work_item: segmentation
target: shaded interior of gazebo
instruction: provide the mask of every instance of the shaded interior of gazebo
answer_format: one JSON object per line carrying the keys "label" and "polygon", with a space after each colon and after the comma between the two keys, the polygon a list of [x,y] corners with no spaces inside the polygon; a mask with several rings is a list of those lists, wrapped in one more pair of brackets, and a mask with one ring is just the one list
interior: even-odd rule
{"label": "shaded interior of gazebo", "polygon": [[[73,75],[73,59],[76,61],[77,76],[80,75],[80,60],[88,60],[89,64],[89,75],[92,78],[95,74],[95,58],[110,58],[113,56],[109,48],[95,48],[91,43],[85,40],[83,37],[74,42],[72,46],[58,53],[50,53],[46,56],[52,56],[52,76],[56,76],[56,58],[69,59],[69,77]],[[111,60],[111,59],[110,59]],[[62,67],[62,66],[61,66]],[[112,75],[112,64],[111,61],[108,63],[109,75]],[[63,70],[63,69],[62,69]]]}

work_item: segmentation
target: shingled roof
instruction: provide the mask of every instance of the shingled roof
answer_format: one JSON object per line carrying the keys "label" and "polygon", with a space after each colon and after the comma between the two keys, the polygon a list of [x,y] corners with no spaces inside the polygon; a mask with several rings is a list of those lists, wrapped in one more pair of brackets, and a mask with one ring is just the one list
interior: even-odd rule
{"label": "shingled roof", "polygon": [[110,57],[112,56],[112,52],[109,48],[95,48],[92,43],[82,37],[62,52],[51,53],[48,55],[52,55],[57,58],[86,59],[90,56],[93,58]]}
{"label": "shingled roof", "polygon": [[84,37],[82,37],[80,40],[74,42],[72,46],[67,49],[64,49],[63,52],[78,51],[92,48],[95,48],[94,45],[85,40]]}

··········

_Aim of the exercise_: An exact restatement of the data is required.

_Task response_:
work_item: segmentation
target: shaded interior of gazebo
instruction: provide the mask of every instance of the shaded interior of gazebo
answer_format: one JSON object per line carrying the keys "label" and "polygon", with a space after each colon and after the comma between the two keys, the polygon a list of [x,y] corners with no spaces inside the polygon; a mask with several rings is a list of those lists, wrapped in one more pair of brackets, and a mask with one ring is just the one list
interior: even-odd rule
{"label": "shaded interior of gazebo", "polygon": [[[73,75],[73,59],[76,61],[77,76],[80,75],[80,60],[88,60],[89,64],[89,75],[92,78],[95,74],[95,58],[110,58],[113,56],[109,48],[95,48],[91,43],[85,40],[83,37],[74,42],[72,46],[58,53],[50,53],[46,56],[52,56],[52,76],[56,76],[56,58],[69,59],[69,77]],[[111,60],[111,59],[110,59]],[[62,67],[62,66],[61,66]],[[112,75],[112,64],[111,61],[108,63],[109,75]],[[63,70],[63,69],[62,69]]]}

work_item: segmentation
target: shingled roof
instruction: provide the mask of every instance of the shingled roof
answer_format: one JSON object per line carrying the keys "label" and "polygon", with a space after each colon and after the comma between the two keys, the polygon a list of [x,y] corners with no spaces inside the polygon; a mask with several rings is a list of those lists, wrapped in one more pair of brackets, and a mask with one ring is just the one list
interior: even-odd rule
{"label": "shingled roof", "polygon": [[110,57],[112,56],[112,52],[109,48],[95,48],[92,43],[82,37],[62,52],[51,53],[48,55],[52,55],[57,58],[86,59],[90,56],[93,58]]}
{"label": "shingled roof", "polygon": [[84,37],[82,37],[80,40],[74,42],[72,46],[67,49],[64,49],[63,52],[78,51],[92,48],[95,48],[94,45],[85,40]]}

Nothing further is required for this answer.